Le couple a besoin de certains piliers mythiques pour tenir debout. Le pilier principal est probablement la conviction absolue que l’autre n’a d’yeux que pour moi. Aussi stupide qu’elle puisse paraître, cette croyance n’en n’est pas moins indispensable. Tout ce qui vient infirmer cette illusion risque de laminer définitivement le couple. Ceci est remarquablement illustré dans le film de Kubrick « Eyes wide shut ». Un couple échappe de justesse à l’explosion, suite à la révélation, par la femme, d’un simple fantasme - fort ancien de surcroît - pour un autre homme. L’amour et le savoir s’opposent donc, comme le dramatise si bien le mythe de Psyché.

+-------+

● **Travail à faire**:
- a) D'après le texte sur le couple, pourquoi la conviction que l'autre n'a d'yeux que pour soi est-elle indispensable ? Répondez en une à trois phrases.
- b) Pouvez-vous poursuivre le texte sur les piliers mythiques du couple à partir de sa dernière phrase ?

+-------+

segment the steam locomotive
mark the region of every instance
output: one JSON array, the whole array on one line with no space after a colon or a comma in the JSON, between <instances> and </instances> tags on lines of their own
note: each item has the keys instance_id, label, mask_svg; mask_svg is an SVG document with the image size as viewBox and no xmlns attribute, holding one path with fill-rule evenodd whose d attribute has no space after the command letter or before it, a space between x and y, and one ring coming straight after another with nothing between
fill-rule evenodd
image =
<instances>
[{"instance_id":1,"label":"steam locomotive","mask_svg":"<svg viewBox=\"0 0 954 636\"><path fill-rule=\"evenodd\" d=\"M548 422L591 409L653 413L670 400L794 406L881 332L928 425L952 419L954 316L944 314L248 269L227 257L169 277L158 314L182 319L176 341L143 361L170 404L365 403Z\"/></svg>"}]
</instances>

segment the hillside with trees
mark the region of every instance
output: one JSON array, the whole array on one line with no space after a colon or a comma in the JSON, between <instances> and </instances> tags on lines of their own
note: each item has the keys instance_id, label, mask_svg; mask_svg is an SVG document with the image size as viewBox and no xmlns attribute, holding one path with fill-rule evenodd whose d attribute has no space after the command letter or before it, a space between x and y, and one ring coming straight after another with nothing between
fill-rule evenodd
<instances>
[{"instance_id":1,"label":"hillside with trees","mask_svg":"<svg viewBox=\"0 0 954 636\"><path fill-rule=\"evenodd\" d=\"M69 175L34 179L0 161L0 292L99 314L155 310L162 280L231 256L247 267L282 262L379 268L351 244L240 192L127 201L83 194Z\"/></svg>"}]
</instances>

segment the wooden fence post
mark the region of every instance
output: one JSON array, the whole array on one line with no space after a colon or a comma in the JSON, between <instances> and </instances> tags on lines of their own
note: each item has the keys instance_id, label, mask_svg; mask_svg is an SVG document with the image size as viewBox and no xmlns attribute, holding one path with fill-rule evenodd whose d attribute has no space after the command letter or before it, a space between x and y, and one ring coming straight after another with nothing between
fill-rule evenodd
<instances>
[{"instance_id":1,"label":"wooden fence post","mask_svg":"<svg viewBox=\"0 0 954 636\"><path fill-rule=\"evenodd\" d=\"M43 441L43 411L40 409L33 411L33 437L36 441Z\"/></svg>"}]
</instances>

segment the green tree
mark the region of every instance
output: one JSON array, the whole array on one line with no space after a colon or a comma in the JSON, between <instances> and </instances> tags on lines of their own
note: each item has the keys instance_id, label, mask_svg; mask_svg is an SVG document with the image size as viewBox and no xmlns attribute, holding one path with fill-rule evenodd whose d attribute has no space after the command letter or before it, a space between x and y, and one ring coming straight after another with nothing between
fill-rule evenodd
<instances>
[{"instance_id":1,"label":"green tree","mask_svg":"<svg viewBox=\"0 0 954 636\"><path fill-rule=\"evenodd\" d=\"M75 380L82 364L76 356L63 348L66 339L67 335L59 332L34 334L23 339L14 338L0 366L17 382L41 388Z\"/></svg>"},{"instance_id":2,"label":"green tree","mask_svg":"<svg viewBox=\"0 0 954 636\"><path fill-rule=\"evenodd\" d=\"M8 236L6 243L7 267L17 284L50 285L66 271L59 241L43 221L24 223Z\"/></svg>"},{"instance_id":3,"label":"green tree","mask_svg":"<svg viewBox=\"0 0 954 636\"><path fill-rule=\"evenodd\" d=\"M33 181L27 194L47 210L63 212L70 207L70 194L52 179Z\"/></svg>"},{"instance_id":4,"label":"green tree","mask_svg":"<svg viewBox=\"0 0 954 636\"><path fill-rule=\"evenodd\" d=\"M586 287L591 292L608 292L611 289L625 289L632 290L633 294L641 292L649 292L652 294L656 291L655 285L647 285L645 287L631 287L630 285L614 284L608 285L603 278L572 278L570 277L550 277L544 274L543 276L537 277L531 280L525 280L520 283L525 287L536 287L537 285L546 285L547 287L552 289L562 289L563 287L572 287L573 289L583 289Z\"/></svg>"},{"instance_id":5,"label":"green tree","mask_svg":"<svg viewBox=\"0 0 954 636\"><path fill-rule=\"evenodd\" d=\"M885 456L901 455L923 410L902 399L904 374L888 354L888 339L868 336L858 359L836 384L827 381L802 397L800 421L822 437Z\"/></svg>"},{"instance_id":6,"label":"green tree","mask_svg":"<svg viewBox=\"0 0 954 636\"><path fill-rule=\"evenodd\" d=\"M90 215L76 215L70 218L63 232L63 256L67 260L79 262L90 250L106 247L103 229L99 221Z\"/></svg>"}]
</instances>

+-------+

● **Les réponses**:
- a) Cette conviction est le pilier principal dont le couple a besoin pour tenir debout. Tout ce qui vient infirmer cette illusion risque de laminer définitivement le couple.

- b)
Les travaux du groupe de Palo Alto sur la communication dans le couple, datant des années 60, ont parfois également été mal compris et mal assimilés. Ces chercheurs avaient constaté que les membres de couples en crise ne parvenaient pas à commenter ce qu’ils communiquaient à l’autre, avec quel état d’esprit, suite à quel vécu, etc. Ces chercheurs prônaient dès lors la métacommunication, c’est-à-dire la communication sur la communication. Mais ce qui avait été suggéré uniquement pour les moments de crise, semble souvent s’appliquer aujourd’hui en toute circonstance ! Actuellement, on voit nombre de partenaires davantage spectateurs qu’acteurs de leur couple, plus en train de réfléchir à leur couple qu’à le vivre, tout occupés qu’ils sont à analyser leur communication et à veiller à bien se faire comprendre… partenaires dont certains iront apprendre chez un psychologue à moins psychologiser leur couple !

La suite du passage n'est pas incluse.